■ Work to do
Copy out every line of the listing from the line with "Query: brick column" through the end of the listing, adding 76 to both numbers in each coordinate pair.

■ Dataset excerpts
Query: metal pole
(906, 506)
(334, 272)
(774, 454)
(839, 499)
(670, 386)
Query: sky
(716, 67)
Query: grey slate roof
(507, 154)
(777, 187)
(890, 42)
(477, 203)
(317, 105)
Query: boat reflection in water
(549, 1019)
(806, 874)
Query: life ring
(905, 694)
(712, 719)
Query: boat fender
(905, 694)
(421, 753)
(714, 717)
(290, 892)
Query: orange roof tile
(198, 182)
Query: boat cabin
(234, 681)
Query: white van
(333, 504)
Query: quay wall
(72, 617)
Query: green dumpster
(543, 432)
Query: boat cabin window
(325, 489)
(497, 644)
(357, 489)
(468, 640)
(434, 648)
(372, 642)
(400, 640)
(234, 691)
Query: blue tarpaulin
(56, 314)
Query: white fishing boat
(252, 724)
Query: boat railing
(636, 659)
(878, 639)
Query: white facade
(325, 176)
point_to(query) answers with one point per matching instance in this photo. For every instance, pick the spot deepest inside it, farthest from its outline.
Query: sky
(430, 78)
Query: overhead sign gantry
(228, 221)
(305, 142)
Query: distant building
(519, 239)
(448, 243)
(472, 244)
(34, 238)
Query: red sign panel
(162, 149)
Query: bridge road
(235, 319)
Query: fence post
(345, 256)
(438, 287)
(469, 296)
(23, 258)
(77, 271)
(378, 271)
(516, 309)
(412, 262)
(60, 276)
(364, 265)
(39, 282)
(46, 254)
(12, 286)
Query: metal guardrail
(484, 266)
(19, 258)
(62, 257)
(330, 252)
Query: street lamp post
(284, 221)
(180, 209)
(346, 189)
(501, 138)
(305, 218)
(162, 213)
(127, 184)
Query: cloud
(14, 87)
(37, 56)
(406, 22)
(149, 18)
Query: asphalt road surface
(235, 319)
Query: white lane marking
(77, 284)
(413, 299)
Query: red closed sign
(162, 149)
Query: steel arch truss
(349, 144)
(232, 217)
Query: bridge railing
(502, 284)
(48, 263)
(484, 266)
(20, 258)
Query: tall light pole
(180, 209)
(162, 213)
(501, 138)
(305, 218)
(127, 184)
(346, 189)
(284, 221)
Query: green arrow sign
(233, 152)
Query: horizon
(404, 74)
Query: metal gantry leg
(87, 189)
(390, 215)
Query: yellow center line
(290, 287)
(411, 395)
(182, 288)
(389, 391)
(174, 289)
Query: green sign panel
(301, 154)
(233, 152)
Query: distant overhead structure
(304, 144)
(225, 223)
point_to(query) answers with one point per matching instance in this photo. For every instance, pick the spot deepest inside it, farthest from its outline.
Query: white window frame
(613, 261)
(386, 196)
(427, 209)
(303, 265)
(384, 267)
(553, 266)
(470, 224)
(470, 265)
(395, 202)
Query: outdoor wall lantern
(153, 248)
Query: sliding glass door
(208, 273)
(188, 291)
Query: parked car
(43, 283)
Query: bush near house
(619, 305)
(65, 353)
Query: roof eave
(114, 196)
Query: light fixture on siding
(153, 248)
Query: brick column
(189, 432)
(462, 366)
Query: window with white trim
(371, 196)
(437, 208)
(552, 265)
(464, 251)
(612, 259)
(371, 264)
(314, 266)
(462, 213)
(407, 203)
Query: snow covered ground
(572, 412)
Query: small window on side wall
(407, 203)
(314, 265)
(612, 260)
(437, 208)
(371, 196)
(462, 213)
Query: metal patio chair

■ Reply
Query: brick column
(265, 508)
(538, 442)
Query: window with white trim
(447, 272)
(513, 284)
(628, 341)
(540, 327)
(688, 335)
(447, 340)
(390, 342)
(538, 289)
(483, 279)
Query: snow covered ground
(648, 488)
Query: small window on side wall
(483, 279)
(390, 341)
(688, 336)
(513, 284)
(447, 272)
(538, 289)
Query: metal patio chair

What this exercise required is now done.